# THE PROBLEM
Below are the records; work out how many lines among them contain "building", and write nothing besides that number.

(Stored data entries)
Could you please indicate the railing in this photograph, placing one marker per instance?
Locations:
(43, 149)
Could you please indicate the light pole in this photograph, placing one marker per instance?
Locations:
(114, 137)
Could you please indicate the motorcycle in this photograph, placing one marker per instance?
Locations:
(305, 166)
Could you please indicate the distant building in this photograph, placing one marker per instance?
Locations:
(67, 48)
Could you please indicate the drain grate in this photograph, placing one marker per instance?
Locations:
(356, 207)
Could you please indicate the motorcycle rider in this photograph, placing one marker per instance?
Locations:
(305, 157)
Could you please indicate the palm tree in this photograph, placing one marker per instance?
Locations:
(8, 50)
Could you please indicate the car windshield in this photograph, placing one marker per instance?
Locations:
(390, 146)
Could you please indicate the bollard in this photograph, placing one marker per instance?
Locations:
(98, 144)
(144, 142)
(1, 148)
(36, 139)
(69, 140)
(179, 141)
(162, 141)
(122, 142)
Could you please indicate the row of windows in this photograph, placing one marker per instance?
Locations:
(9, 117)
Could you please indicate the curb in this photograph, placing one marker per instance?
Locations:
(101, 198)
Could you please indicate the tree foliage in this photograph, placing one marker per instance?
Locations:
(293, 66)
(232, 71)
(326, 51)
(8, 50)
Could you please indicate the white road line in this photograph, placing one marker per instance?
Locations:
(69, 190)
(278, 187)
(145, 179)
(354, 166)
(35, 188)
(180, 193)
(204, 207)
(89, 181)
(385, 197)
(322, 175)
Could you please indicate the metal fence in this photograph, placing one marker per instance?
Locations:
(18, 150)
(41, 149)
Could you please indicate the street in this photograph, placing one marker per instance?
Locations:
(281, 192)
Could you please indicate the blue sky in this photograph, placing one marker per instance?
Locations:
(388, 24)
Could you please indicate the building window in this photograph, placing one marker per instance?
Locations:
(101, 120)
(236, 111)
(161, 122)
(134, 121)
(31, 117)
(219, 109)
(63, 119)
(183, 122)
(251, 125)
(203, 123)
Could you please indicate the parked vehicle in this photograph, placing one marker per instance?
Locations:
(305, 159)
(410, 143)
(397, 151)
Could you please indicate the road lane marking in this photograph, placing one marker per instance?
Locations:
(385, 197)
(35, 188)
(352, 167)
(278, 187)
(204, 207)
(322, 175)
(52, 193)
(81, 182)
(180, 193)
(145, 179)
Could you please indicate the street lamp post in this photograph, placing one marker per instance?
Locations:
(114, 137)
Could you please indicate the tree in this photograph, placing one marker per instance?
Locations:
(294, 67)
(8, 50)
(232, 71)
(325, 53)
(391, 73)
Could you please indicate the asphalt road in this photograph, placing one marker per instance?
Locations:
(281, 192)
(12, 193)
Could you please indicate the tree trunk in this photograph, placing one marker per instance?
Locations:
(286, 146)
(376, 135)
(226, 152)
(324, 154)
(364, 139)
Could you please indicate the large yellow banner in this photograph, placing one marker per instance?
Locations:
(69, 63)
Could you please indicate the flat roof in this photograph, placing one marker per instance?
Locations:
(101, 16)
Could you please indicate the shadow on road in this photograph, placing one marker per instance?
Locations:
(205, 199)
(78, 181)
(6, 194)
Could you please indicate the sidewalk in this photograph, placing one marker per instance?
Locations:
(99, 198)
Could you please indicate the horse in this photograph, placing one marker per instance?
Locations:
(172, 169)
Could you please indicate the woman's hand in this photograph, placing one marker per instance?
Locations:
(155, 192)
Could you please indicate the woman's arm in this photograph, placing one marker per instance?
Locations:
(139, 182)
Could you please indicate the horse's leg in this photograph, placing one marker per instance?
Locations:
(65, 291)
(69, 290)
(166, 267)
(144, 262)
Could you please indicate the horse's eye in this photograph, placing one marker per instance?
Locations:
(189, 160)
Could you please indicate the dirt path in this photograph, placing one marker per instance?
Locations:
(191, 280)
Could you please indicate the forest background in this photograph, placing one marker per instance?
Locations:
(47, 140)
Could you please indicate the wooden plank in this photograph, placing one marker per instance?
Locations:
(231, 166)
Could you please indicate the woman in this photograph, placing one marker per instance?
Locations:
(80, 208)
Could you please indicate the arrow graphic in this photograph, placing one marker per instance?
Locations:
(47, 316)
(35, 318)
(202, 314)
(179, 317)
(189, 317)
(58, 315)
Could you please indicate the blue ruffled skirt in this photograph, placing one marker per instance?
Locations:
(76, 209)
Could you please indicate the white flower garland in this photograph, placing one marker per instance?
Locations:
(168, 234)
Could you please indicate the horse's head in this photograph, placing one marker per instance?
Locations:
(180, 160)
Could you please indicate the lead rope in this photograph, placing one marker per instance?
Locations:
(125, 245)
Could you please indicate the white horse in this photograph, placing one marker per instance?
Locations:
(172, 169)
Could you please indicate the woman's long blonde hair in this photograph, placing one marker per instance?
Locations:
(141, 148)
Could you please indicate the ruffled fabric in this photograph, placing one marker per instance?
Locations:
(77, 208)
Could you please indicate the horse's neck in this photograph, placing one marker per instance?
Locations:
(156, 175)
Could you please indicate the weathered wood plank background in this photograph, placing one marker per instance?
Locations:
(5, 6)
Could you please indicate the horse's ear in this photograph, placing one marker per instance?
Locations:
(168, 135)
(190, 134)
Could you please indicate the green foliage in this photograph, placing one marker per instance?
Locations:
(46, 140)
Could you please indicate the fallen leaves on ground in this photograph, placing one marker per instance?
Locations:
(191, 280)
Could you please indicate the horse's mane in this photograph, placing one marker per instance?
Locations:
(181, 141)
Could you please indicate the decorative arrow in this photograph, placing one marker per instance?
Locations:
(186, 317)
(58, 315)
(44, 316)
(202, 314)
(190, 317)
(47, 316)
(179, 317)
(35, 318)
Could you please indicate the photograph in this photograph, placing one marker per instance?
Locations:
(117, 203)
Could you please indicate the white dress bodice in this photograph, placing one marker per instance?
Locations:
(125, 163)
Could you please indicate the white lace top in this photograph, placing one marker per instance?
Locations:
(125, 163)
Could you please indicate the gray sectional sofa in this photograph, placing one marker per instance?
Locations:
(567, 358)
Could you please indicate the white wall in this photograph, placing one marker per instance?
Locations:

# ANSWER SECTION
2